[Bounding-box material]

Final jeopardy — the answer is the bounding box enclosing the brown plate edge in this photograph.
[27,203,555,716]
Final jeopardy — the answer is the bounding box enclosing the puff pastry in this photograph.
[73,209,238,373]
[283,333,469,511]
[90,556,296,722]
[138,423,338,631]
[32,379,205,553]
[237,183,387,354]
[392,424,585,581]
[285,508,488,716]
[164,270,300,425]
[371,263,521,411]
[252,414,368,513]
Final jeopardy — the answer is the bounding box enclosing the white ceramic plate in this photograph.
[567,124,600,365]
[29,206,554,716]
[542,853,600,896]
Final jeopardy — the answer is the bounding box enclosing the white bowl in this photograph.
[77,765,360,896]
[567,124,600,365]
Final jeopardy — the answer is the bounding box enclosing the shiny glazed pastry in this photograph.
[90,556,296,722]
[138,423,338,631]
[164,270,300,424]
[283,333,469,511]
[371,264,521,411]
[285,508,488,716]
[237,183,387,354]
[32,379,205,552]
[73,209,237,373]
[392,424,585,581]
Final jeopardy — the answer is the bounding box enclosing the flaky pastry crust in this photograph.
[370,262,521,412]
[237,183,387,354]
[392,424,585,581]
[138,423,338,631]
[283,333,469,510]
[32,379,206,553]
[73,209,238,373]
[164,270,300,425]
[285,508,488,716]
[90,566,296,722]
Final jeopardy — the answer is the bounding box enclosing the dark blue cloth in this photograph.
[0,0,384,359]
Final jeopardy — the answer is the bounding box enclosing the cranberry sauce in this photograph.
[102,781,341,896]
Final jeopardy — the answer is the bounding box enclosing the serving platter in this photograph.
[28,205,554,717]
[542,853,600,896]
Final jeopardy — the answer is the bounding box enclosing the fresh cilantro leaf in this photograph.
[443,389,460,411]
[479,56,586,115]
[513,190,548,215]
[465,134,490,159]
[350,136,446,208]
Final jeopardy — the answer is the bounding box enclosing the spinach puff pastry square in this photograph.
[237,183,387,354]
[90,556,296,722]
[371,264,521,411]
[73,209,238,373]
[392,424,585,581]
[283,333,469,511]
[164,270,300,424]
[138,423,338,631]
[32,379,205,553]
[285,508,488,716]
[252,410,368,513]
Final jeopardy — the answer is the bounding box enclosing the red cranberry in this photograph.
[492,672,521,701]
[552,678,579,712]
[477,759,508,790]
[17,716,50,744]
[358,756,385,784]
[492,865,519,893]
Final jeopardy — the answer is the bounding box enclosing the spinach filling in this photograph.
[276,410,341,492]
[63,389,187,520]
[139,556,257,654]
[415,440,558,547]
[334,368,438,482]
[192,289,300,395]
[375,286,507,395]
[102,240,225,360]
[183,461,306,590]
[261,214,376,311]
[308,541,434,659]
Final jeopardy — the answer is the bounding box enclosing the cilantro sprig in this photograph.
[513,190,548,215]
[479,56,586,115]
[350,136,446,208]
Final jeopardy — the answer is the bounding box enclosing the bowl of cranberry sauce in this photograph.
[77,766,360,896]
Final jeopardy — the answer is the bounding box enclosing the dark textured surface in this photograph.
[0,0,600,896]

Description of the task :: Reproduce every line of the material above without any changes.

Solution to this problem ::
Final jeopardy — the answer is the bounding box enclosing the brown plate edge in this photograph.
[27,203,555,716]
Final jeopardy — the answer is the bounding box enclosing the puff pastry in this photograph.
[73,209,238,373]
[283,333,469,511]
[90,556,296,722]
[138,423,338,631]
[32,379,205,553]
[237,183,387,354]
[392,424,585,581]
[285,508,488,716]
[164,270,300,425]
[371,263,521,411]
[252,414,368,513]
Final jeopardy — the answer is the bounding box enclosing the white ceramic plate in this photograph.
[567,124,600,365]
[29,206,554,716]
[542,853,600,896]
Final jeopardy — the answer is the bounding box enclosing the white bowl in this photograph.
[77,765,360,896]
[567,124,600,365]
Final jeopardy — the answer is the bounding box enclosing the shiny glazed pastry in this photograph.
[90,556,296,722]
[138,423,338,631]
[164,270,300,424]
[283,333,469,511]
[371,264,521,411]
[285,508,488,716]
[237,183,387,354]
[32,379,205,552]
[73,209,237,373]
[392,424,585,581]
Final jeopardy — the answer is the bounding box enclosing the flaky pastry crust in this photograph.
[370,262,521,412]
[237,183,387,354]
[392,424,585,581]
[138,423,338,631]
[283,333,469,510]
[32,379,206,553]
[73,209,238,373]
[164,270,300,425]
[285,508,488,716]
[90,566,296,722]
Final jeopardy — the answer is the bounding box enclosing the dark blue cloth in this photograph.
[0,0,384,359]
Final jeopardy — the answer is the bounding box enclosing the cranberry sauce in this photograph.
[102,781,341,896]
Final jeopardy — the answer is the bounding box enclosing the serving platter in this photograph.
[28,205,554,717]
[542,853,600,896]
Final jeopardy — the answer is the bounding box enclosing the fresh cilantro leaf in this photograph.
[443,389,460,411]
[479,56,586,115]
[513,190,548,215]
[465,134,490,159]
[350,136,446,208]
Final jeopardy — the answer is the bounding box enclosing the spinach puff pastry square in this photograph.
[237,183,387,354]
[90,556,296,722]
[371,264,521,411]
[73,209,238,373]
[392,424,585,581]
[283,333,469,511]
[164,270,300,424]
[138,423,338,631]
[32,379,205,553]
[285,508,488,716]
[252,410,368,513]
Final jeopardy — the answer is the bounding box enclosing the red cranberry in this photograph.
[492,672,521,701]
[552,678,579,712]
[477,759,508,790]
[17,716,50,744]
[358,756,385,784]
[492,865,519,893]
Final jeopardy — the answer is the bounding box enclosing the spinach filling in this photograph.
[276,410,341,492]
[63,389,187,520]
[139,556,257,654]
[415,440,558,547]
[334,368,438,482]
[192,289,300,395]
[375,286,507,395]
[102,240,225,360]
[183,461,306,590]
[261,214,376,311]
[308,541,434,659]
Final jeopardy — the answer is the bounding box enclosing the cilantro sprig in this photograph.
[513,190,548,215]
[479,56,586,115]
[350,136,446,208]
Final jeopardy — the answer is the bounding box enclosing the bowl of cranberry sauce in this photograph.
[77,766,360,896]
Final jeopardy — the answer is the bounding box enclosing the dark textured surface in this photograph.
[0,0,600,896]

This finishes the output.